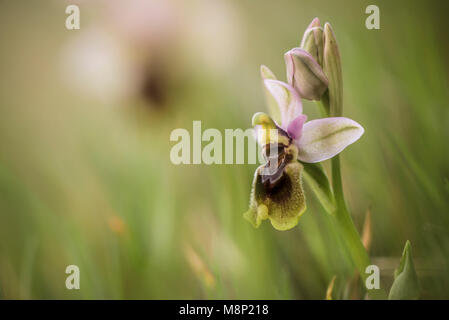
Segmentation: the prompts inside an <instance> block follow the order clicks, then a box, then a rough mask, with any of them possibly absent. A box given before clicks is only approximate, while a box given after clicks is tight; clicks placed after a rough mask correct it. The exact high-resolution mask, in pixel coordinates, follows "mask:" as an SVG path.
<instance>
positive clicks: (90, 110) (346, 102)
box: [0, 0, 449, 299]
mask: <svg viewBox="0 0 449 320" xmlns="http://www.w3.org/2000/svg"><path fill="white" fill-rule="evenodd" d="M0 3H1V4H0V34H1V39H2V42H1V50H0V63H1V68H0V70H1V71H0V72H1V78H0V147H1V152H0V298H2V299H11V298H19V299H33V298H34V299H36V298H42V299H55V298H60V299H72V298H83V299H93V298H95V299H105V298H112V299H132V298H135V299H146V298H158V299H170V298H171V299H207V298H215V299H226V298H227V299H323V298H324V297H325V294H326V288H327V287H328V284H329V282H330V281H331V279H332V277H333V276H334V275H336V276H337V278H336V279H337V280H336V289H335V290H336V291H339V292H341V295H345V297H346V298H362V297H363V296H361V295H360V294H357V292H356V291H354V290H352V291H351V292H350V294H348V289H347V287H345V283H347V282H348V281H349V279H351V277H352V275H353V273H354V268H353V266H351V265H349V264H348V263H347V262H346V261H347V259H346V258H345V257H344V256H343V255H342V252H343V251H342V248H341V243H340V241H339V237H338V235H336V234H335V233H333V232H332V227H331V226H330V220H329V218H328V217H327V216H326V213H325V212H324V211H323V210H322V208H321V207H320V205H319V203H318V202H317V201H316V199H315V198H314V195H313V194H312V193H311V192H310V191H309V189H308V188H307V186H306V191H307V198H308V200H307V205H308V209H307V211H306V213H305V214H304V216H303V217H302V218H301V220H300V223H299V225H298V226H297V227H296V228H294V229H292V230H290V231H286V232H279V231H276V230H274V229H273V228H272V227H271V226H270V224H269V223H264V224H263V225H262V227H261V228H260V229H258V230H255V229H253V227H252V226H251V225H250V224H249V223H248V222H246V221H245V220H244V219H243V218H242V213H243V212H244V211H246V210H247V206H248V201H249V192H250V185H251V180H252V175H253V172H254V170H255V168H256V165H210V166H207V165H180V166H175V165H173V164H172V163H171V162H170V158H169V154H170V148H171V146H173V145H174V143H173V142H170V141H169V136H170V132H171V131H172V130H173V129H175V128H187V129H188V130H189V131H191V128H192V121H193V120H201V121H202V125H203V130H204V129H205V128H218V129H220V130H224V129H225V128H243V129H245V128H248V127H250V125H251V123H250V122H251V116H252V114H253V113H255V112H257V111H266V106H265V102H264V94H263V90H262V86H261V82H260V78H259V66H260V65H261V64H266V65H267V66H269V67H270V68H271V69H272V70H273V71H274V72H275V74H276V75H277V76H278V77H279V78H281V79H284V78H285V70H284V68H285V67H284V61H283V54H284V52H286V51H287V50H289V49H290V48H292V47H296V46H298V45H299V42H300V40H301V37H302V34H303V32H304V30H305V28H306V27H307V25H308V24H309V22H310V21H311V20H312V18H314V17H319V18H320V20H321V21H322V23H324V22H325V21H329V22H330V23H331V24H332V26H333V28H334V31H335V34H336V37H337V40H338V42H339V46H340V52H341V56H342V61H343V75H344V114H345V115H346V116H348V117H350V118H352V119H354V120H356V121H358V122H359V123H361V124H362V125H363V126H364V127H365V130H366V132H365V134H364V136H363V137H362V139H361V140H360V141H359V142H358V143H356V144H354V145H353V146H351V147H349V148H348V149H347V150H345V151H344V152H343V154H342V163H343V180H344V183H345V192H346V197H347V201H348V203H349V207H350V209H351V211H352V214H353V218H354V220H355V223H356V225H357V227H358V229H359V230H362V227H363V224H364V220H365V216H366V213H367V212H368V211H370V212H371V220H372V224H371V228H370V233H371V236H372V241H371V247H370V255H371V256H372V260H373V263H374V264H377V265H378V266H379V267H380V269H381V276H382V287H383V288H384V289H385V290H386V291H388V289H389V286H390V285H391V282H392V276H393V271H394V268H396V267H397V265H398V263H399V258H400V256H401V253H402V248H403V246H404V244H405V241H406V240H407V239H409V240H410V241H411V243H412V246H413V249H414V251H413V255H414V259H415V264H416V268H417V273H418V276H419V279H420V284H421V289H422V298H425V299H429V298H436V299H442V298H444V299H447V298H449V180H448V179H449V161H448V160H449V148H448V139H449V129H448V128H449V108H448V107H449V105H448V104H449V85H448V81H449V79H448V74H449V73H448V72H449V69H448V57H449V42H448V35H449V33H448V31H447V30H448V27H449V22H448V20H447V17H446V15H447V12H449V11H448V5H447V4H444V3H443V2H441V3H440V2H436V1H426V2H424V1H419V2H418V1H374V2H373V1H355V0H354V1H330V0H328V1H287V0H281V1H276V2H275V1H267V0H258V1H250V0H243V1H237V0H185V1H180V0H170V1H165V0H160V1H156V0H151V1H145V2H140V1H138V2H136V1H124V0H123V1H119V0H110V1H100V0H98V1H56V0H54V1H23V0H22V1H17V0H2V1H1V2H0ZM69 4H78V5H79V7H80V11H81V29H80V30H71V31H69V30H66V28H65V19H66V17H67V15H66V14H65V8H66V6H67V5H69ZM369 4H376V5H378V6H379V8H380V25H381V29H380V30H367V29H366V28H365V19H366V17H367V14H365V8H366V7H367V6H368V5H369ZM304 109H305V110H304V111H305V113H307V114H308V115H309V119H310V118H313V117H316V116H317V115H318V113H317V110H316V106H315V105H313V104H311V103H306V102H305V107H304ZM71 264H75V265H78V266H79V268H80V271H81V289H80V290H67V289H66V288H65V279H66V276H67V275H66V274H65V268H66V266H67V265H71ZM345 288H346V289H345ZM345 290H346V291H345ZM345 292H346V293H345ZM354 292H355V293H354Z"/></svg>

----------

- _Action item_:
Report how many lines in the listing above contain the string "clicks", giving the number alone.

- _Reply to the task_:
2